## START SOURCE EXTRACT
The additional funds for the tunnel mark an improvement in Tajik-Iran relations which had deteriorated markedly in 2015, when the last improvements to the tunnel were made. That year, the Tajik government cracked down hard on the Islamic Renaissance Party (IRPT). In late December 2015, Iran hosted the 29th Islamic Unity Conference and sat IRPT representatives right next to the Tajik delegation. In the ensuing years, Tajikistan has periodically slipped negative references to Iran into key moments. For example, a state TV documentary that aired in the late summer of 2017 accused Iran of stoking the 1992-1997 Tajik Civil War by providing funds to the Islamist opposition and training militants.

But even before the IRPT argument, the Tajik-Iran bilateral was periodically rocky. Indeed, in 2014, Seyed Mahmoud Sadri — who media reports referred to as the “caretaker” of the Iranian diplomatic mission in Dushanbe at the time — was quoted as rejecting reports that Tajik-Iranian cooperation had declined.
## END SOURCE EXTRACT
## START DATASET ENTRIES
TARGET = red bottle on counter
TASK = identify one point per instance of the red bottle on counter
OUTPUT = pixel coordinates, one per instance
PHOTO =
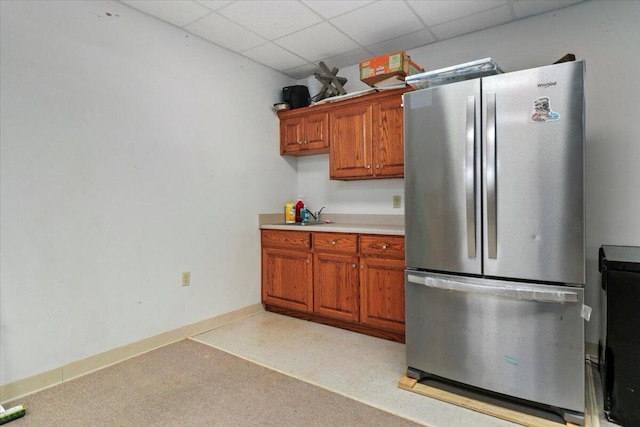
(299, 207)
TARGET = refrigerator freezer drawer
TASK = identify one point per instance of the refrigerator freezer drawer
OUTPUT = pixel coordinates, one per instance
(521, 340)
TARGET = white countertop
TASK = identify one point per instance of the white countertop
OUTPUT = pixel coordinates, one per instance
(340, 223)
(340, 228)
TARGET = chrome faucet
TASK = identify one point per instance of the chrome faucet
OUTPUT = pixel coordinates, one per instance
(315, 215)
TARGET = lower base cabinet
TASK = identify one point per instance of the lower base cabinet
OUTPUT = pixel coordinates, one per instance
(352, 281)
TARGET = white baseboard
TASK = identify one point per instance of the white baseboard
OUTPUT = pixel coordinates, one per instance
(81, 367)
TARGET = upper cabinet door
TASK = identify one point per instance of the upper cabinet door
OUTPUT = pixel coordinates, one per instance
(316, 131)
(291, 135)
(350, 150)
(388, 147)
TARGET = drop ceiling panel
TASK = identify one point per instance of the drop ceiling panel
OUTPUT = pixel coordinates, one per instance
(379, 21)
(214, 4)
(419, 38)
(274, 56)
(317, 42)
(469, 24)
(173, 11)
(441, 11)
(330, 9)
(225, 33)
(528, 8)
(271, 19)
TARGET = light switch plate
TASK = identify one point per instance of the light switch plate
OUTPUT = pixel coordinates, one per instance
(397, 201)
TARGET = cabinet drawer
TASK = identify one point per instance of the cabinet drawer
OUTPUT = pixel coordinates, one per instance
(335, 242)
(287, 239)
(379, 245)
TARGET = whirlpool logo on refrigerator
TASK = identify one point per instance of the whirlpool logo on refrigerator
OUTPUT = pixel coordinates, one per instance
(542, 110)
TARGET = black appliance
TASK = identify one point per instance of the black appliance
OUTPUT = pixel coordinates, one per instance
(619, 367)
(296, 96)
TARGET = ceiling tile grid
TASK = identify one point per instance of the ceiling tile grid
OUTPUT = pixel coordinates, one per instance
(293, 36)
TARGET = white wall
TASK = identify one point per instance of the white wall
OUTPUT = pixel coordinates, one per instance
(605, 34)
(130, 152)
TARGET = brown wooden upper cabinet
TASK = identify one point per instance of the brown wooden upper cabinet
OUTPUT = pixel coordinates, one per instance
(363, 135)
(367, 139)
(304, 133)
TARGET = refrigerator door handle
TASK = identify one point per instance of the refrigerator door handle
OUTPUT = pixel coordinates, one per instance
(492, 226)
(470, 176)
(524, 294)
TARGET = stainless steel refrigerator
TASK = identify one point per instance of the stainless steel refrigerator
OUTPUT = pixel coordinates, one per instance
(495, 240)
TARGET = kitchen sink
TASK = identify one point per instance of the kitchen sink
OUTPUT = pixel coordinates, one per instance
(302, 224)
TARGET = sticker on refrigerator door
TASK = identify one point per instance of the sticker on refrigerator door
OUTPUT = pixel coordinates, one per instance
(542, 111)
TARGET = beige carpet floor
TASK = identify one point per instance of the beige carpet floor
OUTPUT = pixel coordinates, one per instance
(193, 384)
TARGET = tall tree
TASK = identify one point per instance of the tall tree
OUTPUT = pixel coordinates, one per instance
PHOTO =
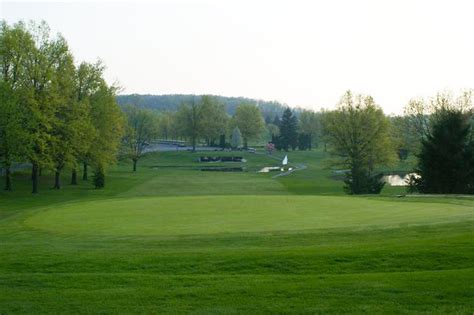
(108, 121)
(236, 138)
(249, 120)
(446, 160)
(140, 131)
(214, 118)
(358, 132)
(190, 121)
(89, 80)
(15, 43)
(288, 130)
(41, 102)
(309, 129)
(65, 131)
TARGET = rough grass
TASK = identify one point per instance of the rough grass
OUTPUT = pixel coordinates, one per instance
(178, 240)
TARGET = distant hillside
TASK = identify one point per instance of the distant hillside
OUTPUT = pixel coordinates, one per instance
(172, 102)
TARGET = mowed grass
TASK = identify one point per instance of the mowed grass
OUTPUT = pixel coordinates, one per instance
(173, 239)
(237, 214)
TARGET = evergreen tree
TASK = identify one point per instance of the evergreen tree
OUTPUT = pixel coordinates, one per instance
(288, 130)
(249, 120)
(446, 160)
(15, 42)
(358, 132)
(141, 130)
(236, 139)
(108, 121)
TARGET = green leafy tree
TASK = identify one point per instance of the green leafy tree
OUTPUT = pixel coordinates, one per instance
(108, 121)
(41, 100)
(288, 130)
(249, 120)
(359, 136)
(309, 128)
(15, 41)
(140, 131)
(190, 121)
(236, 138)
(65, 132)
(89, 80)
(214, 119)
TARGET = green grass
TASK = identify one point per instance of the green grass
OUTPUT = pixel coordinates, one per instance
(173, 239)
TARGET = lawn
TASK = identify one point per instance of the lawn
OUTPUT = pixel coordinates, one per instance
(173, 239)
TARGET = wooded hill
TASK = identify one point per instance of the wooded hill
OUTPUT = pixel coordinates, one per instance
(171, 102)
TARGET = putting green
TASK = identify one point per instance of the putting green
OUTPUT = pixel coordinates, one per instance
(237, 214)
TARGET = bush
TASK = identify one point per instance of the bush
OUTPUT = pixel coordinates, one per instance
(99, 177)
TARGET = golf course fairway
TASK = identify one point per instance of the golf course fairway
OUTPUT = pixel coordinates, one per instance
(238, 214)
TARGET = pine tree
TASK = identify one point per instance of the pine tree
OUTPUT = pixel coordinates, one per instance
## END DATASET ENTRIES
## START DATASET ENTRIES
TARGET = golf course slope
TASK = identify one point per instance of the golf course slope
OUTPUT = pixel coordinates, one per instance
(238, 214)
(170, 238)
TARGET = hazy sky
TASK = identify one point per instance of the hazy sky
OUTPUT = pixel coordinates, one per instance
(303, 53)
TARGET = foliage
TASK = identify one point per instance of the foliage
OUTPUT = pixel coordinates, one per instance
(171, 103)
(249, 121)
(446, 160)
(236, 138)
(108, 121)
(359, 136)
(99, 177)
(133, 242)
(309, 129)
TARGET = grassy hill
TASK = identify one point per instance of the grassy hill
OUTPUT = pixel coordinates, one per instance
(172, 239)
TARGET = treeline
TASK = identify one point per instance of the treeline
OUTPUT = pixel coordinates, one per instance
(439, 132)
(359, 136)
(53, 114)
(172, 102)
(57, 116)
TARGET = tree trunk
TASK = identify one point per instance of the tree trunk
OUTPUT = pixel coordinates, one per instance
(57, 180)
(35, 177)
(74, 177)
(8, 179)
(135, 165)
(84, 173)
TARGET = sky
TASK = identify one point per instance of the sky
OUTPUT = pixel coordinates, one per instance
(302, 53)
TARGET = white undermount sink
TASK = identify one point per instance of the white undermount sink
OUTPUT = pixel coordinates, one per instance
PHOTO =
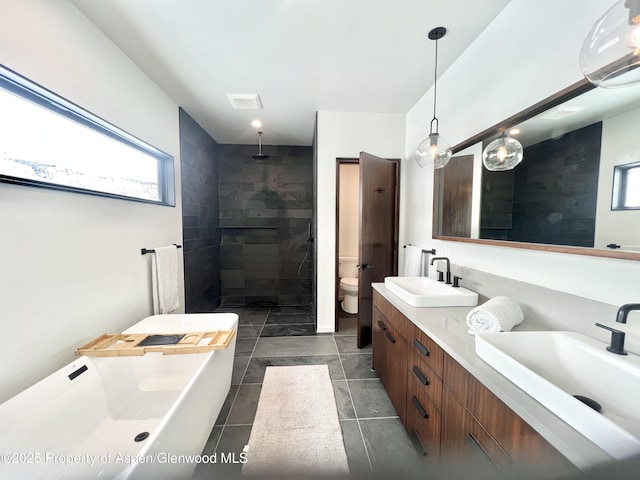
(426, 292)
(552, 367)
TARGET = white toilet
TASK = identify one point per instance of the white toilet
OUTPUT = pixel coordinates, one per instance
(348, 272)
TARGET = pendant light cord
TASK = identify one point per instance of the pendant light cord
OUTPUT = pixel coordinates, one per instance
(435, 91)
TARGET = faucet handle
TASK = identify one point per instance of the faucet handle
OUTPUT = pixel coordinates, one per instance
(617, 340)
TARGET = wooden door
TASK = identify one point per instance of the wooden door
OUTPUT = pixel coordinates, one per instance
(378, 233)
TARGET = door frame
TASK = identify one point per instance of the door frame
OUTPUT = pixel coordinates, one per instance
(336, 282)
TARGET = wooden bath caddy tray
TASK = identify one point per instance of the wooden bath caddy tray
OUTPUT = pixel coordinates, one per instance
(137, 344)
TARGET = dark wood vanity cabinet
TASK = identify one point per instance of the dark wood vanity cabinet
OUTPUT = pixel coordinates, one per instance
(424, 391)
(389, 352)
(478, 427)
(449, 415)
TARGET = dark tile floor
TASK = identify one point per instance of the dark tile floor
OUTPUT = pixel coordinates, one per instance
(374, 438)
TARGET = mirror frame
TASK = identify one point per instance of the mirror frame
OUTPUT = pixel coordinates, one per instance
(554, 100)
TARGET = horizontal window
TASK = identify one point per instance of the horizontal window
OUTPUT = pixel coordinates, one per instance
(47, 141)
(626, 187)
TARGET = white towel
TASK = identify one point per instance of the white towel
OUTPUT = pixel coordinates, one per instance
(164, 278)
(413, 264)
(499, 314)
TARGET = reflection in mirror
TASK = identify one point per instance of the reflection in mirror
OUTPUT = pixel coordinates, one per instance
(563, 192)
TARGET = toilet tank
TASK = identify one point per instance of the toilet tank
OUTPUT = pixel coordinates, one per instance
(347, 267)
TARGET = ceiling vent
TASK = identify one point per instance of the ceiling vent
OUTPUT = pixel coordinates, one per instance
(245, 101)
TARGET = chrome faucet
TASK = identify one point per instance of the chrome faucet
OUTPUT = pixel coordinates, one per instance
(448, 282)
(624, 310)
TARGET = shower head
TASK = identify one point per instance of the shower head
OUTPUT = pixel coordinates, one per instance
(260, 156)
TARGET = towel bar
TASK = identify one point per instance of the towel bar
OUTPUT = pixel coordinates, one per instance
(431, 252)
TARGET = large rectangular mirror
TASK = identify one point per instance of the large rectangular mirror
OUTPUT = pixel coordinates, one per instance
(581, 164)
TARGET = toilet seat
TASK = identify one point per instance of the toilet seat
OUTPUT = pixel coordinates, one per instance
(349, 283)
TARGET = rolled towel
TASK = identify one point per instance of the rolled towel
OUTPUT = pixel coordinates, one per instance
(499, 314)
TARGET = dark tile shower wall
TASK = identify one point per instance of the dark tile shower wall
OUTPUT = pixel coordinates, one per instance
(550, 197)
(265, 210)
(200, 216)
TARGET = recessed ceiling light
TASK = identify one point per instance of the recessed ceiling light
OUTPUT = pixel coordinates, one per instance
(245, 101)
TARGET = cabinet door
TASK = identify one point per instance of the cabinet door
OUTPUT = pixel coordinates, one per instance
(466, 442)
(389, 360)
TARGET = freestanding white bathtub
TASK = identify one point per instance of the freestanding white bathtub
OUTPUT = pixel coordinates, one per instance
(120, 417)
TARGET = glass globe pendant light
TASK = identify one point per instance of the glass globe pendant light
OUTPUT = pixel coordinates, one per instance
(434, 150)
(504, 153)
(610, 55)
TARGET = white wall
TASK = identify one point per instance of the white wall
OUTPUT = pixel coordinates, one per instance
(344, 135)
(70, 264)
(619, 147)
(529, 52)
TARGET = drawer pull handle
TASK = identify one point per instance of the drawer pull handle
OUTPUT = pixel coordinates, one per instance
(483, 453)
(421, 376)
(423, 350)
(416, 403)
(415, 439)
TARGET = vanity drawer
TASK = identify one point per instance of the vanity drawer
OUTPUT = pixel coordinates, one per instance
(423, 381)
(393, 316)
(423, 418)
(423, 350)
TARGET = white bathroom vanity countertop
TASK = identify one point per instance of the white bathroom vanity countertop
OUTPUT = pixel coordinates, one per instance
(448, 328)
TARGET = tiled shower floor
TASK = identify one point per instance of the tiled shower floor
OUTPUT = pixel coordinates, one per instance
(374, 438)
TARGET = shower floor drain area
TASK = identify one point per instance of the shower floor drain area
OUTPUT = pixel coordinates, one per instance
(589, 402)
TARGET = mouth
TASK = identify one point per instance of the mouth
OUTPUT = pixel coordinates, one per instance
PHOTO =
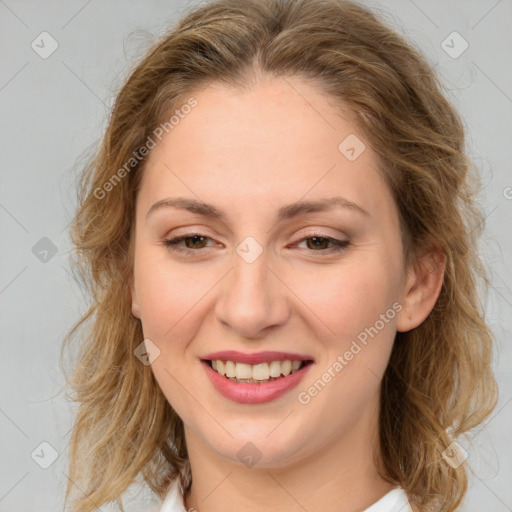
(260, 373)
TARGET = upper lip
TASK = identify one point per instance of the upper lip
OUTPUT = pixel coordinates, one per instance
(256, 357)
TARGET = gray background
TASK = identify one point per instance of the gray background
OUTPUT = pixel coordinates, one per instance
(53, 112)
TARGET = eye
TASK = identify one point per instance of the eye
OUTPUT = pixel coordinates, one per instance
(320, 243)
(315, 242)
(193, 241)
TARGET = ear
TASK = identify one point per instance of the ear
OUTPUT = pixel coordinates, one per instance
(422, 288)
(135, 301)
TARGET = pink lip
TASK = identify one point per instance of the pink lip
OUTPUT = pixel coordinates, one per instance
## END DATASET ENTRIES
EXERCISE DETAILS:
From the passage on Tajik-Iran relations, reproduce word for word the portion starting at "The additional funds" and ending at "and training militants.".

WORKED ANSWER:
The additional funds for the tunnel mark an improvement in Tajik-Iran relations which had deteriorated markedly in 2015, when the last improvements to the tunnel were made. That year, the Tajik government cracked down hard on the Islamic Renaissance Party (IRPT). In late December 2015, Iran hosted the 29th Islamic Unity Conference and sat IRPT representatives right next to the Tajik delegation. In the ensuing years, Tajikistan has periodically slipped negative references to Iran into key moments. For example, a state TV documentary that aired in the late summer of 2017 accused Iran of stoking the 1992-1997 Tajik Civil War by providing funds to the Islamist opposition and training militants.